Reproduce word for word the passage of the G60 supercharger rebuild thread below that opens with the words "## sdezego (Apr" and closes with "later generation charger.".

** Start Passage to read **

# My first Project on the Tex. G60 supercharger rebuild.



## vwhead5223 (Feb 20, 2006)

I am not usually one to write much here on the tex but I had some extra time and thought I'd give it a try. I recently bought a used G60 charger from a friend for a couple of bucks. He took it off of his car when he put a Lysholm on his car. He sold the car a year or so ago. When he bought the car it had close to 100,000 miles on it. The charger to the best of his knowledge had 117,000 on it when he put the Lysholm in. I had the time today to take it apart. I have a car that has a charger on it.The one on my C was rebuilt about 10,000 miles ago so this is just for a back up. So I embarked on a project. 

Here is a picture of the charger with the belt cover and the pulley bolt taken off.








Here is the charger with the pulley removed. The pulley cam off without the use of a gear puller.








Taking a picture of the timing mark on the top pulley.








Taking a picture of the lower timing mark. It is hard to see my cell phone picture wasn't the greatest.








Taking a picture ove the numbers stamped on the unit. 








Taking the screws apart from the housing.








Seperating the two halves.








One side apart. 








Getting to the displacer.








Looking at everything so far it looks good. Seals actually look to be in decent shape from what I can tell.








Getting the displacer out. have to take the counter balance out by removing the snap ring.








Displacer out. 








Checking for wear on the othe half. Looks to be good.








Knocked the shaft out. 








Have the shaft out. 








Looks like I might need to polish the main shaft a little better.








I didn't take the small shaft out. I want to do a little research on the rebuild kits. I was basically trying to establish if this unit was suitable for a rebuild. If you guys see anything in the pictures that looks bad let me know. I am not a newbie but I am not an expert either. If you guys have any insite on anything please feel free to post it. Thanks.


----------



## sdezego (Apr 23, 2004)

*Re: My first Project on the Tex. G60 supercharger rebuild. (vwhead5223)*

Looks good so far, but clean up the displacer than take some close up pics. 
I assume his car was a 91 or 92 as have the later generation charger.
Also, I wouldn't polish the main shaft that much. You are going to have seal grooves, no way around it on a used mainshaft. But, it is more important that the main fits tight in the displacer and other bearings. Polishing too much can open the tolerance slightly.


----------



## vwhead5223 (Feb 20, 2006)

*Re: My first Project on the Tex. G60 supercharger rebuild. (sdezego)*

The charger was out of a 92. What is the difference? I wasn't going to sand it too much. I was going to use some krokus paper. What should I be looking for on the displacer?

** End Passage to read **
** Start Raw data **

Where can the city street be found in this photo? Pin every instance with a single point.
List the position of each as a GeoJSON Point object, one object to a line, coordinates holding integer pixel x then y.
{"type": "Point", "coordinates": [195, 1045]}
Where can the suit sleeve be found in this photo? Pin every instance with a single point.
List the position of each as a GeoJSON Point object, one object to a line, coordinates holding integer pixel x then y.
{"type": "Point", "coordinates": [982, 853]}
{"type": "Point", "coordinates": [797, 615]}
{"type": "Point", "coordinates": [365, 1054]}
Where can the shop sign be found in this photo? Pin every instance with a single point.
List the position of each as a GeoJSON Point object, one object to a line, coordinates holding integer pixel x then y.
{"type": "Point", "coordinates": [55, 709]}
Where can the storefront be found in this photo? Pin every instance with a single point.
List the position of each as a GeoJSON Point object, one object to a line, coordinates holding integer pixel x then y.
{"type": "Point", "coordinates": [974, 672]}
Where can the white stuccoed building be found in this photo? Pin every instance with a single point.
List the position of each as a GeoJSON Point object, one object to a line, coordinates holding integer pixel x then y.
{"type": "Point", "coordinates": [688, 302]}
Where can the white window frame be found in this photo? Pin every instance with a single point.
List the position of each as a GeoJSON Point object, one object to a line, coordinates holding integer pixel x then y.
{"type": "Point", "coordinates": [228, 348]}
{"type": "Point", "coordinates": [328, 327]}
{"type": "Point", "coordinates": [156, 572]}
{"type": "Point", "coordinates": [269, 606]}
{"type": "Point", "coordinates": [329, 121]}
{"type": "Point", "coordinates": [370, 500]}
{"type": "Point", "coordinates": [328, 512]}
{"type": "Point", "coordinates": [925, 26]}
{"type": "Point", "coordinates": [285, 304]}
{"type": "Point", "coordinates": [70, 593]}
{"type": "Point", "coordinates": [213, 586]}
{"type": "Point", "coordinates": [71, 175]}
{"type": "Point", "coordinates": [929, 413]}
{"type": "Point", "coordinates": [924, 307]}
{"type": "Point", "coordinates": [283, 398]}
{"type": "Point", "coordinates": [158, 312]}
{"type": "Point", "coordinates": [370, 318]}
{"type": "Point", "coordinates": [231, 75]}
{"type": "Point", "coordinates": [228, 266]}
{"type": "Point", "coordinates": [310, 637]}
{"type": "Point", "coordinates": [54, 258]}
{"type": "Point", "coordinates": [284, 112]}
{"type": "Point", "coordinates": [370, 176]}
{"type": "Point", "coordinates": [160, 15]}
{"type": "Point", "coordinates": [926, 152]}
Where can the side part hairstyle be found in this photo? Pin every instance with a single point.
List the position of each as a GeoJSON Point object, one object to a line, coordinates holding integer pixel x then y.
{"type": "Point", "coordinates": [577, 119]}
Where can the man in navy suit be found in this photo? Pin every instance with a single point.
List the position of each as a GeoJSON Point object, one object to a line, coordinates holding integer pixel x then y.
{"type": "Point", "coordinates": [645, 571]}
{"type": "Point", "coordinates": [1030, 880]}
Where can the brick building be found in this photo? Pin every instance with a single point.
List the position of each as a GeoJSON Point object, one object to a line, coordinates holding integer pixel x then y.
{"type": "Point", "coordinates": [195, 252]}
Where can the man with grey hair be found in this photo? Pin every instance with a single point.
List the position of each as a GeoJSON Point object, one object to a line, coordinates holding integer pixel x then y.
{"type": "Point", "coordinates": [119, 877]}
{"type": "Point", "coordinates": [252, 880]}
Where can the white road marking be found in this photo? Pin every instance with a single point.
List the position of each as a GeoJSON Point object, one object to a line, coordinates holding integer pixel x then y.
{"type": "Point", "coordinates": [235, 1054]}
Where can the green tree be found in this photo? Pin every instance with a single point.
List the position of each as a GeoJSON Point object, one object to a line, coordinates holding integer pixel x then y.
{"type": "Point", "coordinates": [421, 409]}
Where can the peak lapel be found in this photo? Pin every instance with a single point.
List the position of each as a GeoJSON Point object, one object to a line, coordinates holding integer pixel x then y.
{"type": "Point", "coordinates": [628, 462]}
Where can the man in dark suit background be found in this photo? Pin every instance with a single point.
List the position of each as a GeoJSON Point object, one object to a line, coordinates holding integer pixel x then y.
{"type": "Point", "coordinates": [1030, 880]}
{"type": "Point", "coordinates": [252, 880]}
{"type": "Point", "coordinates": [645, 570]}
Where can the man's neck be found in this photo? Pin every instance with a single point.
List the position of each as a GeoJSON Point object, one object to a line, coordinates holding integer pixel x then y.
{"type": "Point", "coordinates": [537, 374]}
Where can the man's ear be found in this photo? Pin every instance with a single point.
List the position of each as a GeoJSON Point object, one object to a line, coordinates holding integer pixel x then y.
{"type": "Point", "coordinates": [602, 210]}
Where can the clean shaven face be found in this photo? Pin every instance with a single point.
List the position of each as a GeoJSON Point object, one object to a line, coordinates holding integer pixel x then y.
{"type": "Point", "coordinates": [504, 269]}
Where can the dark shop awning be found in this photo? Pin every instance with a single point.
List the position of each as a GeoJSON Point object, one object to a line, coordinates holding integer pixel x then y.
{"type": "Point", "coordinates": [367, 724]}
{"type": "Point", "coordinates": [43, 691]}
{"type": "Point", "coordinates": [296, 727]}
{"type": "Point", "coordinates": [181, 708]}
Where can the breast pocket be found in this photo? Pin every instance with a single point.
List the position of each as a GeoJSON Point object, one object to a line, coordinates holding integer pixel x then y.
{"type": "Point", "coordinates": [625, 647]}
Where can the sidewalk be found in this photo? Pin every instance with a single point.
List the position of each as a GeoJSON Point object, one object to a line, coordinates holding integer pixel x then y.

** End Raw data **

Correct result >>
## sdezego (Apr 23, 2004)

*Re: My first Project on the Tex. G60 supercharger rebuild. (vwhead5223)*

Looks good so far, but clean up the displacer than take some close up pics. 
I assume his car was a 91 or 92 as have the later generation charger.